— begin Information given —
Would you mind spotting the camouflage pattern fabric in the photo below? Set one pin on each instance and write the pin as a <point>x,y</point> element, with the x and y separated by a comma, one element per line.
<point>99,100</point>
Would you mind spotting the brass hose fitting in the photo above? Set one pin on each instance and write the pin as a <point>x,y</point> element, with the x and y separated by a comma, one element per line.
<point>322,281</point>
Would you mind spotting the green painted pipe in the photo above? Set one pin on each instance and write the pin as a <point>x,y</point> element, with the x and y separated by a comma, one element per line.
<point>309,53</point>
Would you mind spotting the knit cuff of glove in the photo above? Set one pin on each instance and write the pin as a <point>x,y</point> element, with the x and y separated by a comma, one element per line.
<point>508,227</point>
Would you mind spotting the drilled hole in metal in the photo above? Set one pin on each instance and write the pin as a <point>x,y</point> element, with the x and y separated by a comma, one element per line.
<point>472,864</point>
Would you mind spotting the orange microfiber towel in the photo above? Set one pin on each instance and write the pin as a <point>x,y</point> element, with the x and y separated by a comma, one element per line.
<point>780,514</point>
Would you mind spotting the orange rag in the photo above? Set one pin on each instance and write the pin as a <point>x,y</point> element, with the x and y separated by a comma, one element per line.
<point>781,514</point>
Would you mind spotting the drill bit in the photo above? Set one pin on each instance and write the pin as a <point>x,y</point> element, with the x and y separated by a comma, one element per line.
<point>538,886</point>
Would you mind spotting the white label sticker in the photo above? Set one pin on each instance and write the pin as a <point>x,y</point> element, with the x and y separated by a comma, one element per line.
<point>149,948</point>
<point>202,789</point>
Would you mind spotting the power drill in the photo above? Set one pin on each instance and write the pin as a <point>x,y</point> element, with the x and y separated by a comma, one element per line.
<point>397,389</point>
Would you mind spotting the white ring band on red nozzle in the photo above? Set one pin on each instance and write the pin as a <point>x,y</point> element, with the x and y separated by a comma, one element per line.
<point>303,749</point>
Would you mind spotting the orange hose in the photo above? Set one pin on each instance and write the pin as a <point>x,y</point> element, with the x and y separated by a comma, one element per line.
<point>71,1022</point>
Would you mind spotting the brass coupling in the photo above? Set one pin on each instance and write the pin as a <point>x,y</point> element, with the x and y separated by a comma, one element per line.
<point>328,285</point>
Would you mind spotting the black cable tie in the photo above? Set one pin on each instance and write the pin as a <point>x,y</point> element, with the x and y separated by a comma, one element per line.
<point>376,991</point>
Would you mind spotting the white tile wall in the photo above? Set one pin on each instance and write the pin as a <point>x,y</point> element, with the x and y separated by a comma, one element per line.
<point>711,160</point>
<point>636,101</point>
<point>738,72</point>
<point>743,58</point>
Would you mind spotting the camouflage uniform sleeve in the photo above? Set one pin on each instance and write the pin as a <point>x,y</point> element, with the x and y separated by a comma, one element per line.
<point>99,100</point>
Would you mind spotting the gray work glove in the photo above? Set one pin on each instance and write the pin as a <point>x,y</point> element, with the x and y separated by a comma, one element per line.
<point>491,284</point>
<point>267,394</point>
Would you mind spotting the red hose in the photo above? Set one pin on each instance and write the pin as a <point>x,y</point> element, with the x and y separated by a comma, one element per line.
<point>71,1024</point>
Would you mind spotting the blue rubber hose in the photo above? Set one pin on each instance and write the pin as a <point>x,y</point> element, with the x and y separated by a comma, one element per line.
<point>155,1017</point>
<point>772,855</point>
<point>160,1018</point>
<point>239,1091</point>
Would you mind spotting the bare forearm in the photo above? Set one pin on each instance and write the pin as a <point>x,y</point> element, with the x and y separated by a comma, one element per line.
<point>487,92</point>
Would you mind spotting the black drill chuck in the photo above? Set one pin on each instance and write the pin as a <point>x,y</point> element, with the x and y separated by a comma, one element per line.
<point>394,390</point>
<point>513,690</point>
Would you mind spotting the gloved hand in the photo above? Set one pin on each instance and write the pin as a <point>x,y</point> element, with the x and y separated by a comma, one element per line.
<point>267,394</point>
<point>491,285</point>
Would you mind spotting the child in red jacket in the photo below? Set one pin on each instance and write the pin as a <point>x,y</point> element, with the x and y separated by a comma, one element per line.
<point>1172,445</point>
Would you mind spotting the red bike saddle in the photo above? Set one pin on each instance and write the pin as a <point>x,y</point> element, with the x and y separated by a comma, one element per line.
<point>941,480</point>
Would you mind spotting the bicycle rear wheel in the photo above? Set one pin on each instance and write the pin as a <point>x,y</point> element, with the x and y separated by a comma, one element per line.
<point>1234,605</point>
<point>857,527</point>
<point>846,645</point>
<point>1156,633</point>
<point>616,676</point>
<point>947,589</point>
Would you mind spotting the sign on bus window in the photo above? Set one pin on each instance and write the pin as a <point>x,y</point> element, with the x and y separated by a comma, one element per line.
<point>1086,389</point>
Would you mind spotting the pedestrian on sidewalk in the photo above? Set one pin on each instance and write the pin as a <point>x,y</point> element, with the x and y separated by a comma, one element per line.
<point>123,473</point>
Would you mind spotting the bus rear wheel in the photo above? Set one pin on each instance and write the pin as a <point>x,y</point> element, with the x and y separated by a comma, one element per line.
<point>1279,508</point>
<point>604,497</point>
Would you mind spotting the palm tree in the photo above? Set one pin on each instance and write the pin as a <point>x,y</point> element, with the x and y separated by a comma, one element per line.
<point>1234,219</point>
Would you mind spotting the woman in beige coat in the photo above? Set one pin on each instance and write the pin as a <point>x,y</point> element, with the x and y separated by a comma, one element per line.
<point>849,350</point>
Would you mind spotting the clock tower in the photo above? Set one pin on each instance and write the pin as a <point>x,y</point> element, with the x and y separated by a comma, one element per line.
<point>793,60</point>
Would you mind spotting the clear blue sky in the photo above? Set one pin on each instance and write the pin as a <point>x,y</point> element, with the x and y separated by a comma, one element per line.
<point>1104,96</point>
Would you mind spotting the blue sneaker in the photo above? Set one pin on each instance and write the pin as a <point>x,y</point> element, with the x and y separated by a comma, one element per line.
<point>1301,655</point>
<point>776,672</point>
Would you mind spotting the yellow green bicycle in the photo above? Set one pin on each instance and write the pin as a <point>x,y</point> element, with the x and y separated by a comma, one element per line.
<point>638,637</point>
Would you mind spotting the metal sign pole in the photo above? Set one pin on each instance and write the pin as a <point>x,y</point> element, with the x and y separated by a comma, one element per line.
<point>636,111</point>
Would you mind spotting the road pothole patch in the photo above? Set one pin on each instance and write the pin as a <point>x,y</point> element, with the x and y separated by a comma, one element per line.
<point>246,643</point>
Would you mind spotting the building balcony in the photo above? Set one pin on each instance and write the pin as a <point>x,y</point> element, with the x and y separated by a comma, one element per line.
— end Information given —
• **Job**
Rewrite only the items from the line with "Would you mind spotting the white tile" up to and including the line with "<point>71,1024</point>", with every line in place and the requests unchanged, and add 26 to each coordinate in the answer points.

• **Task output**
Would you mind spotting the white tile wall in the photo above? Set one pin on each instance and write the pin as a <point>x,y</point> element, with the x and y separated by a comma, one element per line.
<point>737,186</point>
<point>662,127</point>
<point>764,98</point>
<point>769,84</point>
Would you mind spotting the camouflage uniform sleeve in the photo above? Set one pin on each instance and write the pin as a <point>x,y</point> element, with the x and y separated by a comma, one element per line.
<point>125,126</point>
Would you mind spotting the gray work glove in the photo above? Set one pin on each instance and write the pin as a <point>x,y</point> element, with the x and y separated by a comma, one element per line.
<point>517,310</point>
<point>293,420</point>
Would you mind spotting the red hose in the photo above? Set one pin on each instance and write the pin as a <point>x,y</point> element, with the x and y separated by a comma, one element per line.
<point>97,1050</point>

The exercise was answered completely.